*The exercise*: Copy the entire listing below word for word, leaving out the pictures.

*Provided records*:

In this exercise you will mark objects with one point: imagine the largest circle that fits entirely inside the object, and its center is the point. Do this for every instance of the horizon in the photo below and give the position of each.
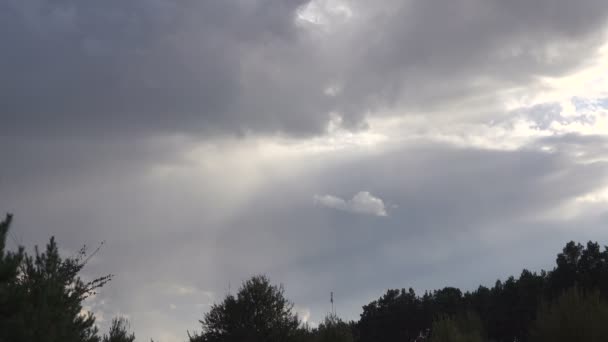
(340, 146)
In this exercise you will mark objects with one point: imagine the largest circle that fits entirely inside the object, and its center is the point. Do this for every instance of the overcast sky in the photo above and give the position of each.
(335, 145)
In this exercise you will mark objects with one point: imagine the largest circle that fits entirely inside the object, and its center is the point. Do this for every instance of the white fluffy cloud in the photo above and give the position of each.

*Reply*:
In this exercise you will mark objects with one point: imagine the largest circle that fits entirely inside the object, and its center is the point. Do this for every instance of the horizon in the photo below and give the position of each.
(340, 146)
In this exercise you will mark objects with one point: imagine the largest circle that fits entirely inside the object, and its center is the point. Do this for every instance of the overcast sky in the photo above and give the position of each.
(335, 145)
In this exercise you will mark objects with one point: imagine the largest circle that fits entirely inside the object, and its center is the point. Do this for every instance of the white fluffy cloud in the photo above and give the position of each.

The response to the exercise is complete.